*Text under study*:
- - - - - - -
Fuell To The Fire

Who’s getting burned today?

Guest columnist Sam Krebs

March 8th, 2009 by Stewart

Wish list about needs, not wants OR
A casino on Cherry Street? OR
Water park idea comes up all wet

WHEN NEWS got out about the  Pine Bluff Mayor Carl A. Redus Jr. request of a $1.4-million water park to stimulate our depressed economy, it wasn’t pretty. Seems the Bluff City took another hit to its already tarnished image.
No less than the New York Daily News tagged it among “the most inane” bailout requests. Our eagle eye reader Renate Wagner even noticed that ABC-TV correspondent Jake Tapper noted it on his blog, “Political Punch,” the same blog where Vice President Joe Biden vows he will “publicly embarrass” those with frivolous requests.
But hold on there, folks. Mayor Re-Do is looking at the bigger picture here. Bear with him.
I come to praise him, not to bury him.
- - - - - - -
Extracted data entries
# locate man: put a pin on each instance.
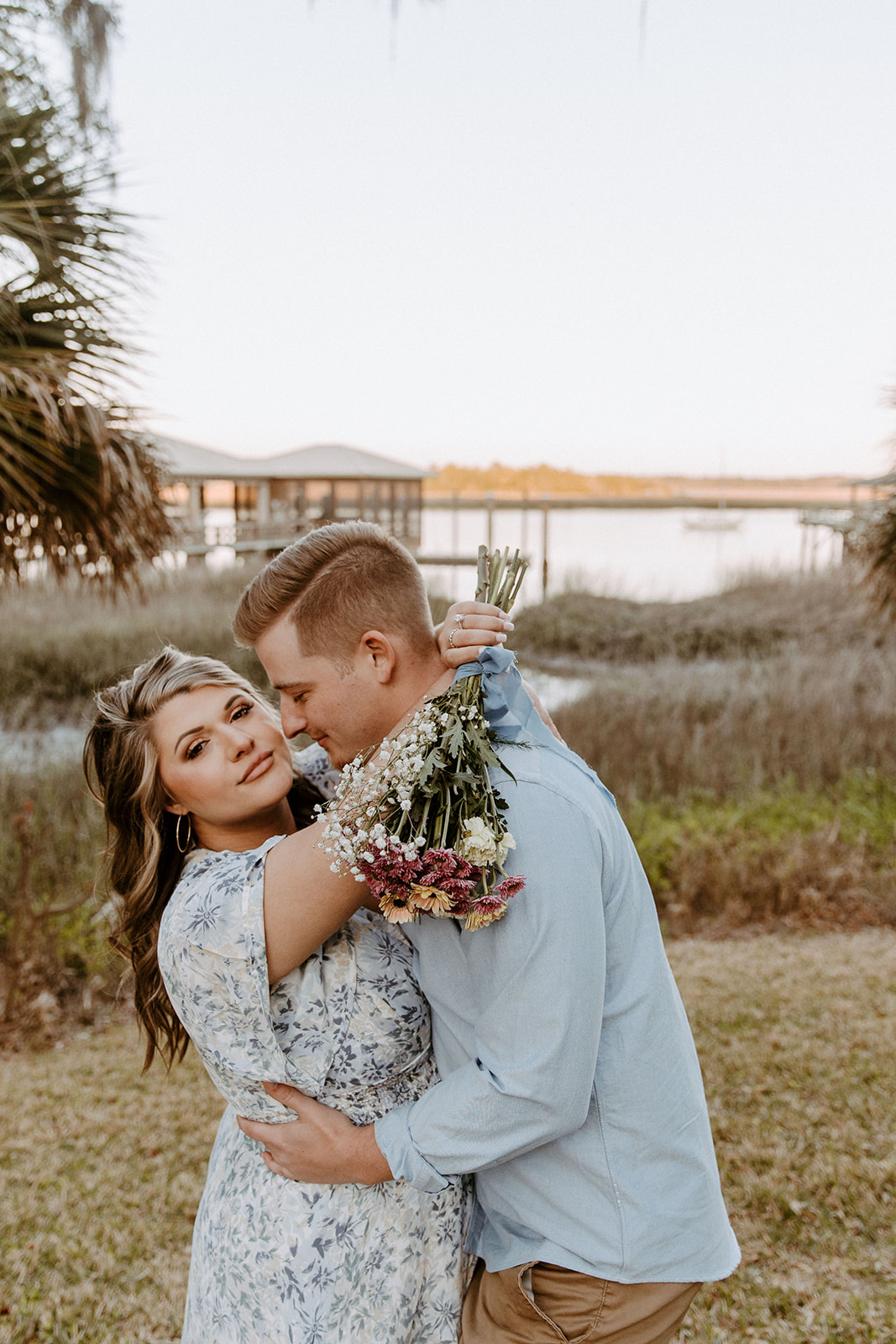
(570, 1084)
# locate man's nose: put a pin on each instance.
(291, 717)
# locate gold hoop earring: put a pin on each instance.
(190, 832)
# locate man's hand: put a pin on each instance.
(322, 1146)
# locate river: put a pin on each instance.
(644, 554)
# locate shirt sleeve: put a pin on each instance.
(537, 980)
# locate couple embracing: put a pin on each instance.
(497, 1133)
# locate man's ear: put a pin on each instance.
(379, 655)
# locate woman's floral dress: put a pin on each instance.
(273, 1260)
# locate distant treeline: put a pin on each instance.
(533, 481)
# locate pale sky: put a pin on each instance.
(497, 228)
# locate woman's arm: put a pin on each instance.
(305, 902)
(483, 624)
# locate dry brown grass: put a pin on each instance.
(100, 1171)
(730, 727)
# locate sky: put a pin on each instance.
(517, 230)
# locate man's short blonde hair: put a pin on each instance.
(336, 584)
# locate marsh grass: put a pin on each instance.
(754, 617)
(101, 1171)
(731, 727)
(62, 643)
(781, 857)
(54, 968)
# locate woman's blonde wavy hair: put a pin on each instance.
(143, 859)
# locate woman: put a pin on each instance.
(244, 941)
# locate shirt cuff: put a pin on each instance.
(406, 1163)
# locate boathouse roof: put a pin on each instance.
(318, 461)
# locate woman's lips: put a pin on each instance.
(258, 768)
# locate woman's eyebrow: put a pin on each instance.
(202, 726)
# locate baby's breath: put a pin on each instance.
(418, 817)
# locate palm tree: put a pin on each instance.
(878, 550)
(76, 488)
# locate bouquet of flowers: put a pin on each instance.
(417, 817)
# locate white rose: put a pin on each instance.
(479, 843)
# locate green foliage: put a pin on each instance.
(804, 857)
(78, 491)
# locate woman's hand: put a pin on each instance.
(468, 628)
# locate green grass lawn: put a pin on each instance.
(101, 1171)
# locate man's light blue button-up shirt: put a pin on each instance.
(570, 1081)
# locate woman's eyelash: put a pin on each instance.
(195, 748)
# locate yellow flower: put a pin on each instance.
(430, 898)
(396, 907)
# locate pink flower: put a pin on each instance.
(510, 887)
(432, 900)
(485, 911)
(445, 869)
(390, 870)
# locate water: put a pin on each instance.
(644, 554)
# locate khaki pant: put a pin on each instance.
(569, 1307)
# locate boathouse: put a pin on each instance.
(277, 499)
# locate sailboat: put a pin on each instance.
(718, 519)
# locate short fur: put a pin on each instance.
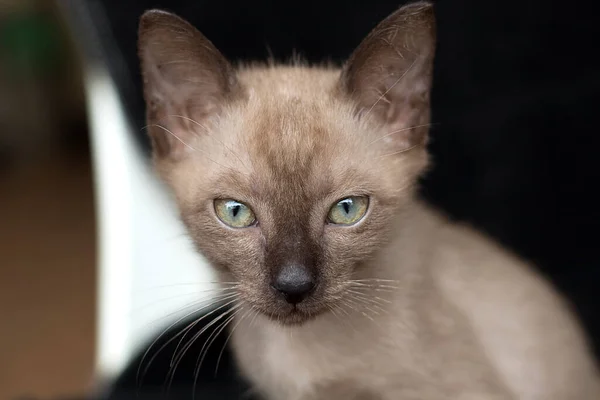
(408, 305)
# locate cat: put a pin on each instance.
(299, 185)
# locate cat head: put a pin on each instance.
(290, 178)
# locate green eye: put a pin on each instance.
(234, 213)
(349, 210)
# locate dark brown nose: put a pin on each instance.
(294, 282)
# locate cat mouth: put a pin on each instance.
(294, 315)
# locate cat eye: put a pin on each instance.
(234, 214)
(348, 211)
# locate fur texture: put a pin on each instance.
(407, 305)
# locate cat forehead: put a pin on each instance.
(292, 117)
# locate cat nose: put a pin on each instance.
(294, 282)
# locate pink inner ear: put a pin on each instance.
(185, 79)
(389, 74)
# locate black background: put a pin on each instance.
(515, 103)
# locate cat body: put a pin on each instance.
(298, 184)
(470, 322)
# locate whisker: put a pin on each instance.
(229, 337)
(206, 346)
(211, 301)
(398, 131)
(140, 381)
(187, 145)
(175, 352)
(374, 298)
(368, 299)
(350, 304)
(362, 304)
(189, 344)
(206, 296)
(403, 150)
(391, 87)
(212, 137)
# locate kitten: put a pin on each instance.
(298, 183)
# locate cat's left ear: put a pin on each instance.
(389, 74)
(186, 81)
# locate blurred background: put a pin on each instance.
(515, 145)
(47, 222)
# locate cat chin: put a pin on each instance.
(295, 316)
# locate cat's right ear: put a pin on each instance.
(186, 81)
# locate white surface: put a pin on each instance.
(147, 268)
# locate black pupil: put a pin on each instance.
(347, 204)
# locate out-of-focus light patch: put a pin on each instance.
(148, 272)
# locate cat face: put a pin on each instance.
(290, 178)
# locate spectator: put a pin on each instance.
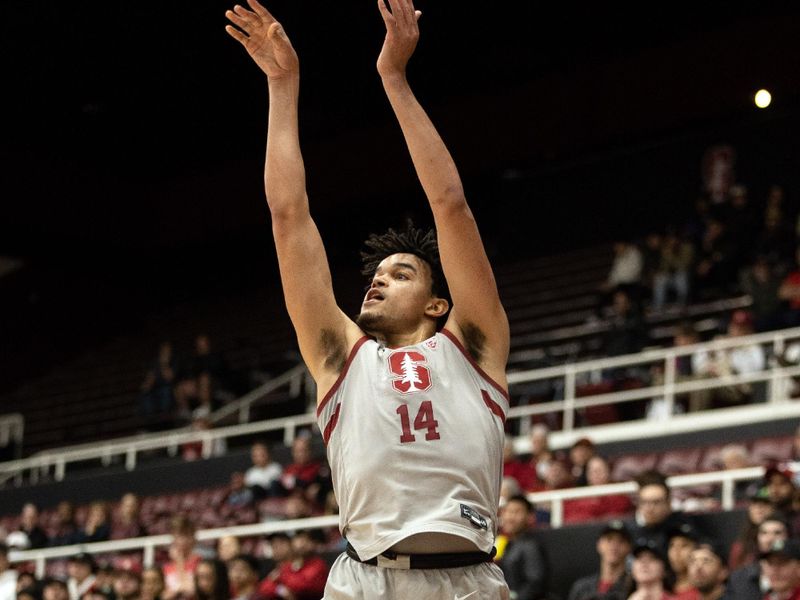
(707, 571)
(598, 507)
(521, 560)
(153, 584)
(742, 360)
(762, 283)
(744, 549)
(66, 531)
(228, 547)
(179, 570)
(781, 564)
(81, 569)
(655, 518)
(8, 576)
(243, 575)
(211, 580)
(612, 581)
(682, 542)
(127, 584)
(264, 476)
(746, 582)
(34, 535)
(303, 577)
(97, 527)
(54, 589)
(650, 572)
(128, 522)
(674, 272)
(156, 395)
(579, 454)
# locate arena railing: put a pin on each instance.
- - - - - - -
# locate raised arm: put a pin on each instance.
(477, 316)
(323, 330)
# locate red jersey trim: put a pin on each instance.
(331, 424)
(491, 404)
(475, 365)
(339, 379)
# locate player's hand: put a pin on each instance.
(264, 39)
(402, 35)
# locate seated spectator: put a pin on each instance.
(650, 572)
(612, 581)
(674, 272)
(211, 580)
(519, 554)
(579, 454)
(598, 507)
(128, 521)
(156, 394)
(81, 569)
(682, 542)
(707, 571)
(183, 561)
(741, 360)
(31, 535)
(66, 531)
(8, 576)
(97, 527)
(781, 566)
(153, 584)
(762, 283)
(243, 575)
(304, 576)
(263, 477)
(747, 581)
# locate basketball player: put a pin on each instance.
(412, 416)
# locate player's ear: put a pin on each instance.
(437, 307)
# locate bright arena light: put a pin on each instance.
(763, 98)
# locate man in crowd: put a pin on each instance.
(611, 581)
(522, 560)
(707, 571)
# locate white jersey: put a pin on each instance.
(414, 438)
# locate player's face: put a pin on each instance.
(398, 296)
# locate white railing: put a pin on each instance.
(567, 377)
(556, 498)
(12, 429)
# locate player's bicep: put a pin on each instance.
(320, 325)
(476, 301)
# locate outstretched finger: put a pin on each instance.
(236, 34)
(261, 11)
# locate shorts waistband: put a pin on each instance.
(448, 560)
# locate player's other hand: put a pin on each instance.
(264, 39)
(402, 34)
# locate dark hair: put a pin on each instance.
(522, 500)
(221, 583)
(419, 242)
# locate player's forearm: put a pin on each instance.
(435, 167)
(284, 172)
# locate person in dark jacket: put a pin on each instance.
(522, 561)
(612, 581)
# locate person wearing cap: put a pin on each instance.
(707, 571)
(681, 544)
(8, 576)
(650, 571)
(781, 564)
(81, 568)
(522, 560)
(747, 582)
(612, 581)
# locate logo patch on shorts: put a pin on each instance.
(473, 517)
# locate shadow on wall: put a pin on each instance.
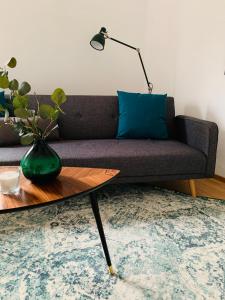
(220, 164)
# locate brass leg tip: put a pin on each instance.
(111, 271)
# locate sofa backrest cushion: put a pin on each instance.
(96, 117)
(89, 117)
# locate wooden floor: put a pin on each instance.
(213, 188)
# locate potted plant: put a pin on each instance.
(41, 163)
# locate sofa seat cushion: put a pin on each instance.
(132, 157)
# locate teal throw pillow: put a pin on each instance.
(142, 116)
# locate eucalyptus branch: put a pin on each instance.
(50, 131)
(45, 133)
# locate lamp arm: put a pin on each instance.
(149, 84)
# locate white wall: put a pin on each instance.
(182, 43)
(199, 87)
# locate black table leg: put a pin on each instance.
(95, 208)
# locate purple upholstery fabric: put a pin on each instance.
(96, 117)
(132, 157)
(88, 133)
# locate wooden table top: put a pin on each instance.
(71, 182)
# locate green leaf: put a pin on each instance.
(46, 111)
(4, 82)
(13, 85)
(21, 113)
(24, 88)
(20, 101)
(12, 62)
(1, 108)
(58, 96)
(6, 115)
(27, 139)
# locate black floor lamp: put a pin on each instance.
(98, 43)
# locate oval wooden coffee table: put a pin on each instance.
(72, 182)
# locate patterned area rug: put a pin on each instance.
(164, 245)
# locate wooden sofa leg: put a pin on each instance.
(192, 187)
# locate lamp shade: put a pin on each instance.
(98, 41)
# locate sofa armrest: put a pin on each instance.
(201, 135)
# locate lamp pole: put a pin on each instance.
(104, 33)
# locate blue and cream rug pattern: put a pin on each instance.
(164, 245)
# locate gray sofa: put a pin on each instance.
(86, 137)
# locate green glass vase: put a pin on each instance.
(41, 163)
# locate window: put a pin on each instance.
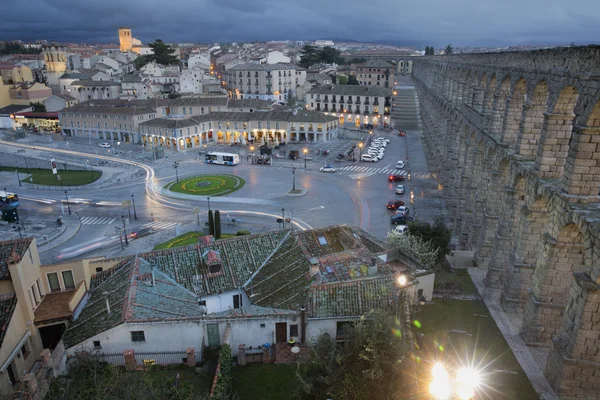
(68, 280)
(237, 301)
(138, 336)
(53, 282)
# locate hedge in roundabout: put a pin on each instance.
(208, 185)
- - - - - - -
*Work task 1*: Rewrite the water park column's passage starting at "Who’s getting burned" and ending at "already tarnished image.", switching "depressed" to "struggling".
*Work task 2*: In the water park column, which newspaper tagged the mayor's request among "the most inane" bailout requests?

*Response area 1*:
Who’s getting burned today?

Guest columnist Sam Krebs

March 8th, 2009 by Stewart

Wish list about needs, not wants OR
A casino on Cherry Street? OR
Water park idea comes up all wet

WHEN NEWS got out about the  Pine Bluff Mayor Carl A. Redus Jr. request of a $1.4-million water park to stimulate our struggling economy, it wasn’t pretty. Seems the Bluff City took another hit to its already tarnished image.

*Response area 2*: The New York Daily News.